> **Records shown**
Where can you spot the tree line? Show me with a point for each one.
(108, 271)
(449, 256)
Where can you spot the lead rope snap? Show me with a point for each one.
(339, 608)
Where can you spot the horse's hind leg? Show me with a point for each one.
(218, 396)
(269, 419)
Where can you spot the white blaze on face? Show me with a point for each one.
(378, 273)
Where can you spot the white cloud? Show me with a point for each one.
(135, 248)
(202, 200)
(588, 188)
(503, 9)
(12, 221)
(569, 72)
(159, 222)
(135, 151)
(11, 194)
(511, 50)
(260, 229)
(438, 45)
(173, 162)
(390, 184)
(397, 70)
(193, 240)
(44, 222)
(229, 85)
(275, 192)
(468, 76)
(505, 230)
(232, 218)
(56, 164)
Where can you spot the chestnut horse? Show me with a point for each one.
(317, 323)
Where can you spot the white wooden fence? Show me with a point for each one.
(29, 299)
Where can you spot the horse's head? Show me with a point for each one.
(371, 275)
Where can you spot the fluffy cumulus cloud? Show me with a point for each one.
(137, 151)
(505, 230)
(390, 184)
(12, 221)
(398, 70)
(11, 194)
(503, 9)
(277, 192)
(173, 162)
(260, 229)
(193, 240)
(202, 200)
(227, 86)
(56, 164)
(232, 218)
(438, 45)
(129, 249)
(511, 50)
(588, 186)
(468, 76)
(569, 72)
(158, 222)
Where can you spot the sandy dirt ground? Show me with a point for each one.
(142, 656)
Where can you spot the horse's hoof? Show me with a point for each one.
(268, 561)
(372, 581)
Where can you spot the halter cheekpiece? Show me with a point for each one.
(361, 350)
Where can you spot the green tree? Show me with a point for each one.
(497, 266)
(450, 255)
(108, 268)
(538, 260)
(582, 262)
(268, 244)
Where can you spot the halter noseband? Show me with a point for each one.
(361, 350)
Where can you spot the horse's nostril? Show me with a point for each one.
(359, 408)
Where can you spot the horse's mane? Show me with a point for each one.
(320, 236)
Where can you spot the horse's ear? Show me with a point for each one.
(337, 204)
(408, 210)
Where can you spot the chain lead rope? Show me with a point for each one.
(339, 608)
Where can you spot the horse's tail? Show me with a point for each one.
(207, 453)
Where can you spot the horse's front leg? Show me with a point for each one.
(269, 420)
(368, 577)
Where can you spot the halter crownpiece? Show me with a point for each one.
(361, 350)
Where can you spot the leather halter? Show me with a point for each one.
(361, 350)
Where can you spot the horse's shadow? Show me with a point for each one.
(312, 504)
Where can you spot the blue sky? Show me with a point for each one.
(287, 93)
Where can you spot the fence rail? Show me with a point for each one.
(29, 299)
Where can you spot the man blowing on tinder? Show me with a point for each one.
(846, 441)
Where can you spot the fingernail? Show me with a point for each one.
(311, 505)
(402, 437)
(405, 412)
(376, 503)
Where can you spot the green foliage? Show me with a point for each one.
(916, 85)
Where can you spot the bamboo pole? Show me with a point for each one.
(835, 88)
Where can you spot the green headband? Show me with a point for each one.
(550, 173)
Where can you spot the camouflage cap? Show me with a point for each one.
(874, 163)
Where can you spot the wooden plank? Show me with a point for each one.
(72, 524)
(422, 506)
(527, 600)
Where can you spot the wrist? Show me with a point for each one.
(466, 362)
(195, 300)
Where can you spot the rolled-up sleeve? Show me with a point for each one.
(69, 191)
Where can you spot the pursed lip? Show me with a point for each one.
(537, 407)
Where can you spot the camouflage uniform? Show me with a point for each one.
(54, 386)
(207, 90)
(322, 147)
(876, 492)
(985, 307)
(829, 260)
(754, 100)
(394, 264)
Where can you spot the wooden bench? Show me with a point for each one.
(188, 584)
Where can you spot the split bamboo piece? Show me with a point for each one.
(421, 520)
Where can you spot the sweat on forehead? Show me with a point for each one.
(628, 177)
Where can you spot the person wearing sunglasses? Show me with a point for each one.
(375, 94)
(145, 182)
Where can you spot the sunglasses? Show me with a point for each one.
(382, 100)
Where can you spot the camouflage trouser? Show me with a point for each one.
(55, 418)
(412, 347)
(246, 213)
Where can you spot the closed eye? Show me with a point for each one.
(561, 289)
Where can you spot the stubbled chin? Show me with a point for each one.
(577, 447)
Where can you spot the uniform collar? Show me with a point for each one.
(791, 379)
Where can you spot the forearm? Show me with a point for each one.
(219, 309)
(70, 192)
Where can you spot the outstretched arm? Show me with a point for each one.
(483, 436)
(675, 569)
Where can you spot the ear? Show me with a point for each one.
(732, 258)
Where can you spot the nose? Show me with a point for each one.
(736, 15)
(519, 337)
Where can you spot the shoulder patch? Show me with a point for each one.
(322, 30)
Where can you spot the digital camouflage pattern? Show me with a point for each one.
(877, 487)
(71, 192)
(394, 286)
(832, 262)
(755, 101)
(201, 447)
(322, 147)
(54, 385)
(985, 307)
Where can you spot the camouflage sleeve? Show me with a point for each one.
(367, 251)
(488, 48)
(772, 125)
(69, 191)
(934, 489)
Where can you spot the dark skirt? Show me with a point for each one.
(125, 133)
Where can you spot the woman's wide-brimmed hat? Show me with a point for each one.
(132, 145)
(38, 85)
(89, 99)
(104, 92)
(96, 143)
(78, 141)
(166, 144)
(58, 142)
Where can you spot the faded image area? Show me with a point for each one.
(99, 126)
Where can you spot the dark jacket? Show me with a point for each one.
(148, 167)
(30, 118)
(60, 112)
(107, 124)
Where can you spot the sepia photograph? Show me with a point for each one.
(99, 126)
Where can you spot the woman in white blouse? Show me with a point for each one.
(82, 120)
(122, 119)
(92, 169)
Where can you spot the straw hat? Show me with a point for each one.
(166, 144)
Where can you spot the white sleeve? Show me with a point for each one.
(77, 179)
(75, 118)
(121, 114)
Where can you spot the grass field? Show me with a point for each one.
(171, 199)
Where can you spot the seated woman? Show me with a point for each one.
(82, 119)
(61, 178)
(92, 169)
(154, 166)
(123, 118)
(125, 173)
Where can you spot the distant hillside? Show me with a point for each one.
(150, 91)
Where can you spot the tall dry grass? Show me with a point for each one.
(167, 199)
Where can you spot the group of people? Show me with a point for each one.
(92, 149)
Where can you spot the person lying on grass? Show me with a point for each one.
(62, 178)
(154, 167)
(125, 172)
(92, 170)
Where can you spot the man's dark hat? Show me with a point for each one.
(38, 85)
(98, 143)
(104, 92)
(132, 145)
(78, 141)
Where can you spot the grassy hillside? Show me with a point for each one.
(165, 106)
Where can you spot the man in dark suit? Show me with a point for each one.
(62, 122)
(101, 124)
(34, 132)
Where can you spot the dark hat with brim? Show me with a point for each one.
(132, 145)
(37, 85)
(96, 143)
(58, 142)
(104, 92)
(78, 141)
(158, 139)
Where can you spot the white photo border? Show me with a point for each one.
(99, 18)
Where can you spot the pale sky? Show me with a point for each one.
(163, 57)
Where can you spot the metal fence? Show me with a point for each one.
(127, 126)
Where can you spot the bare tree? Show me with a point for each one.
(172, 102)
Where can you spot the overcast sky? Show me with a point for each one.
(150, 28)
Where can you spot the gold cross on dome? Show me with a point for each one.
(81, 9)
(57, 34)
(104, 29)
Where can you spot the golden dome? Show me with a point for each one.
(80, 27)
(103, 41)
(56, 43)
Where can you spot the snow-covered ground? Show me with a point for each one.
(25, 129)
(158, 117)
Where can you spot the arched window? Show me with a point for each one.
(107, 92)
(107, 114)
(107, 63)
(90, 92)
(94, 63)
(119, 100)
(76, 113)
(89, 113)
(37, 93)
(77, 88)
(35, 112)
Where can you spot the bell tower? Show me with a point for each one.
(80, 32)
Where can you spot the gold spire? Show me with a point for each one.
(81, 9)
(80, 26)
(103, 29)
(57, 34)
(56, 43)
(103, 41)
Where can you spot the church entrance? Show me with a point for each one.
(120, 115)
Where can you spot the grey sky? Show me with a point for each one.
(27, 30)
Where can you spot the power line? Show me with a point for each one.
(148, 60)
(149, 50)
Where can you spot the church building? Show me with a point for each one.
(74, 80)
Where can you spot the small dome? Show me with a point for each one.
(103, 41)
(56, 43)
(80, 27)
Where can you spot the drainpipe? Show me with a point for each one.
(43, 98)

> **Exercise details**
Repeat, character for character, the lines from the one that holds "Where can you spot the arched" to the final line of the material, inclusive, and no other lines.

> **Reply to the task**
Where can you spot the arched window? Show me with a point for each one.
(107, 92)
(107, 114)
(107, 63)
(90, 92)
(94, 63)
(119, 100)
(76, 113)
(89, 113)
(37, 93)
(77, 88)
(35, 112)
Where can you spot the bell tower? Show me with a point for each one.
(80, 32)
Where can you spot the gold spire? Show me with a point for each one.
(81, 9)
(80, 26)
(103, 29)
(57, 34)
(56, 43)
(103, 41)
Where can you spot the church entrance? Show me with a point for each one.
(120, 115)
Where can you spot the grey sky? Show me with a point for each one.
(27, 30)
Where can you spot the power line? Show me with a point for each one.
(148, 60)
(149, 50)
Where can you spot the church building? Show me with a point for each one.
(74, 80)
Where can you spot the small dome? Show me with a point for each one.
(103, 41)
(56, 43)
(80, 27)
Where can you spot the drainpipe? Show me with a point for each one.
(43, 98)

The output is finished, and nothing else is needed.